▶ **Given exercise**
The data follows this line. Copy verbatim the line with "of the hiker's" and each line after it to the end.

-- BEGIN Material for the task --

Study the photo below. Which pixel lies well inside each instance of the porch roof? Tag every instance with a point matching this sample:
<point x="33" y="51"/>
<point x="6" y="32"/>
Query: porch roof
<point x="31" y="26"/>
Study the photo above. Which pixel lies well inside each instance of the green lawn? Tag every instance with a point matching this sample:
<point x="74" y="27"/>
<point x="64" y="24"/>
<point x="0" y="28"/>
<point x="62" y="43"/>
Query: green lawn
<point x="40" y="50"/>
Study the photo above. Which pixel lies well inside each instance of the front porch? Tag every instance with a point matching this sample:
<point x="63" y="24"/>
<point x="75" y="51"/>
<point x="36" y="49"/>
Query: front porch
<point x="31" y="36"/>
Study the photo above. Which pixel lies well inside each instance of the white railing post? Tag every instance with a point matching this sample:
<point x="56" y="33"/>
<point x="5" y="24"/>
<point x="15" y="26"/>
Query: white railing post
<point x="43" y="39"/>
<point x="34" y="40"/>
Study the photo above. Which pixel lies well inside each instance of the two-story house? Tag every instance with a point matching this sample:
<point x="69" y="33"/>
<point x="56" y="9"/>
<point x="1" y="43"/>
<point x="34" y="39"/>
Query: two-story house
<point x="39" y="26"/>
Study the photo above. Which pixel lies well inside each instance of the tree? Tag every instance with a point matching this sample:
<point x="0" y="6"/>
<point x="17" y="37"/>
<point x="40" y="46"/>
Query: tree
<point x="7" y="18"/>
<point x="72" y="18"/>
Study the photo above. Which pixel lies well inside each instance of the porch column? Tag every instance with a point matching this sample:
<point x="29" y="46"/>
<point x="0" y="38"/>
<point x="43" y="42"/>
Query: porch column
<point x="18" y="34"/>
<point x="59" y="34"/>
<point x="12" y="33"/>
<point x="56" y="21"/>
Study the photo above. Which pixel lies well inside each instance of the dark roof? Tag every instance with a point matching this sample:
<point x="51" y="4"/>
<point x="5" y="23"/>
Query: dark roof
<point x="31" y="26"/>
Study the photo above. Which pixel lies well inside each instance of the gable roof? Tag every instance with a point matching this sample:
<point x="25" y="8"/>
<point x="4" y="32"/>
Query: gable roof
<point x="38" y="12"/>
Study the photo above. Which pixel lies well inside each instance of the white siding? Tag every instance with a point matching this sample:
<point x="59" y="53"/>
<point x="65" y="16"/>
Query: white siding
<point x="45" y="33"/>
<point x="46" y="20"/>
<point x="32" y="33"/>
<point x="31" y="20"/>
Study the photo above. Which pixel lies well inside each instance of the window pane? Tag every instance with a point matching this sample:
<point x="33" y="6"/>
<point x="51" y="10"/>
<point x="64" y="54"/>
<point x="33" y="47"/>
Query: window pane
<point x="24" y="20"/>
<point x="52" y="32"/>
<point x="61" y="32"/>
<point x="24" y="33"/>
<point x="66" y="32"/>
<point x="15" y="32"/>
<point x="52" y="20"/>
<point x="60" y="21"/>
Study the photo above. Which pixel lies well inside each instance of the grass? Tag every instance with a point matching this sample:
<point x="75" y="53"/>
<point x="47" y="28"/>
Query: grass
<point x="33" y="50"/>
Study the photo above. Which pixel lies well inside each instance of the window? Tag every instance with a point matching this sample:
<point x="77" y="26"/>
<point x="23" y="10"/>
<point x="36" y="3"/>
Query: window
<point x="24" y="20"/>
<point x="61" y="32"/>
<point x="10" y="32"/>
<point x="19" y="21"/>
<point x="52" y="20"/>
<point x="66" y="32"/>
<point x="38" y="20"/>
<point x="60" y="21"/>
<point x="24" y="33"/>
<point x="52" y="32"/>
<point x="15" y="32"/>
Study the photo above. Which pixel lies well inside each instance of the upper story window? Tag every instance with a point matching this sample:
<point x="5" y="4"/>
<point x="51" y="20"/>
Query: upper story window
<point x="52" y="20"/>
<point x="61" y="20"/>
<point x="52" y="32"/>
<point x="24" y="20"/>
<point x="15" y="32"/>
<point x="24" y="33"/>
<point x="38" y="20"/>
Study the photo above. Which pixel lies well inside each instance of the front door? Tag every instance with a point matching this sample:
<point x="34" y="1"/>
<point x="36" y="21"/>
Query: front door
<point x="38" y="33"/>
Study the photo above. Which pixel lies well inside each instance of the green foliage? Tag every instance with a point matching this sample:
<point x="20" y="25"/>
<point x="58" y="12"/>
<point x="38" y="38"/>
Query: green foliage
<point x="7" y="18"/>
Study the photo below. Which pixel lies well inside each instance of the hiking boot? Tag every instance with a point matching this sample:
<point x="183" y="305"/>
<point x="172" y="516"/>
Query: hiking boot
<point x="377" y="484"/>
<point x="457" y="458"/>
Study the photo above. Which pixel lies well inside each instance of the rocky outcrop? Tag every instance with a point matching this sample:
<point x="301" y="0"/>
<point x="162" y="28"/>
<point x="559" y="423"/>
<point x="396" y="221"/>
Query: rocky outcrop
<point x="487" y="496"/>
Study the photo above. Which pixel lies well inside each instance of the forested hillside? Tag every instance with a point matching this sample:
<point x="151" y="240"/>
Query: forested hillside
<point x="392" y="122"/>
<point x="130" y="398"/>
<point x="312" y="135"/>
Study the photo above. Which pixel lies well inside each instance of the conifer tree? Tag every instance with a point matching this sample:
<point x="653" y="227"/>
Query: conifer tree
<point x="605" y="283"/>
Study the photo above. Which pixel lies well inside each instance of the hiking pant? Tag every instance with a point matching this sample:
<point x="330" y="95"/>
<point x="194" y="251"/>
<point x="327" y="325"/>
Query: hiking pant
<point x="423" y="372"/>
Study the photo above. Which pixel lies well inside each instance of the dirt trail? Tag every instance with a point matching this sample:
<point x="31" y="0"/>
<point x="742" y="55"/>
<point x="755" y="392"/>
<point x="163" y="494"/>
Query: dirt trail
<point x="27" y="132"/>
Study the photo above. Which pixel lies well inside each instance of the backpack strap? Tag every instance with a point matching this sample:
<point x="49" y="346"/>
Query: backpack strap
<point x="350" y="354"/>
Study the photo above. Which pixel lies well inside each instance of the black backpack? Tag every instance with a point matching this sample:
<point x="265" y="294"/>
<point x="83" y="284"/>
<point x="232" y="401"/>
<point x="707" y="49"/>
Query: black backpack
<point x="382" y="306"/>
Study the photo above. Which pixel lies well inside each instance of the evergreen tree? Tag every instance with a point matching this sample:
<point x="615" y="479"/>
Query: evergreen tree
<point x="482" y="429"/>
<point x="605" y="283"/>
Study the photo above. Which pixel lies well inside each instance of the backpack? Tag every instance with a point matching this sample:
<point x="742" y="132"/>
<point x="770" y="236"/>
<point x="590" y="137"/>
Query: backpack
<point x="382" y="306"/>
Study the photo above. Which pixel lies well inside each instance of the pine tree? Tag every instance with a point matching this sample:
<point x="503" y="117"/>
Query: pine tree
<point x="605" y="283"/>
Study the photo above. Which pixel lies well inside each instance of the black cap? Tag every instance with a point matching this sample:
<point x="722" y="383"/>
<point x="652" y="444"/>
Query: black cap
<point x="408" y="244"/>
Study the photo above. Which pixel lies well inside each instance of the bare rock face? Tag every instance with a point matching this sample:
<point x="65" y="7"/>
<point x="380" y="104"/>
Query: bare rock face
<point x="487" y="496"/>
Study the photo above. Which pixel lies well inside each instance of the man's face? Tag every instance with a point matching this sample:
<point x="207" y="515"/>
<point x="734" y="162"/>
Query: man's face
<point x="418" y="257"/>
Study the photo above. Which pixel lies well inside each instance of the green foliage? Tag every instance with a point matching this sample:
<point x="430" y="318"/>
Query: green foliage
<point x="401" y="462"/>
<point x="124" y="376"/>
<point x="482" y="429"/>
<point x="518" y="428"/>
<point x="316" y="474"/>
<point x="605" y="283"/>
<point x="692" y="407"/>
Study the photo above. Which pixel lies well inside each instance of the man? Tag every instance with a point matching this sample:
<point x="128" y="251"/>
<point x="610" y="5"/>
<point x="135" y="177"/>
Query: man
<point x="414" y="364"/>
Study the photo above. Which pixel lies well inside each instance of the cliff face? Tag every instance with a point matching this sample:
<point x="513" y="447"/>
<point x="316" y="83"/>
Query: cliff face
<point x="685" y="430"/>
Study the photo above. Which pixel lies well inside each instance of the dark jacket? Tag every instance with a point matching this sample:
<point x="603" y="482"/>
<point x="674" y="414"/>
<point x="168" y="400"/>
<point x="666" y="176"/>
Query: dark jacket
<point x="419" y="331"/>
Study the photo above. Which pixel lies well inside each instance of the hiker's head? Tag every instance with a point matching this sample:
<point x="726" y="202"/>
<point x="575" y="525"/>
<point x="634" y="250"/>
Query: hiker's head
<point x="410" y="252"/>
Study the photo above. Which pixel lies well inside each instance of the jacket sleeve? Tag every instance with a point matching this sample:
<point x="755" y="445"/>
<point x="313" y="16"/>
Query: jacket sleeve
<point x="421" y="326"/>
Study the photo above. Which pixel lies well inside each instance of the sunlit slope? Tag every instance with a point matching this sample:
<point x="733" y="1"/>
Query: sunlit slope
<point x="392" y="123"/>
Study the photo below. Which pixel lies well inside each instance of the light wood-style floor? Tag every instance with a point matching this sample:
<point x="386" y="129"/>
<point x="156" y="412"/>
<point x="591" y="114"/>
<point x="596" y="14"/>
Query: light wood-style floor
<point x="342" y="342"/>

-- END Material for the task --

▶ **Right answer**
Study the photo above. Which pixel lies well inside each instance of the hiker's head? Tag every instance with a point matching this sample:
<point x="726" y="202"/>
<point x="575" y="525"/>
<point x="634" y="250"/>
Query: hiker's head
<point x="410" y="252"/>
Study the photo above. Which pixel lies well inside each instance of the jacket sleeve? Tag every instance with a point matching this sample:
<point x="755" y="445"/>
<point x="313" y="16"/>
Query: jacket sleeve
<point x="421" y="326"/>
Study the photo above. Which pixel lies well inside each instance of the sunlit slope? Tag every instance with a point matching this sample:
<point x="733" y="1"/>
Query: sunlit slope
<point x="392" y="123"/>
Study the photo below. Which pixel lies well inside each instance of the light wood-style floor? Tag every instance with a point matching this sample:
<point x="386" y="129"/>
<point x="156" y="412"/>
<point x="591" y="114"/>
<point x="596" y="14"/>
Query: light wood-style floor
<point x="342" y="342"/>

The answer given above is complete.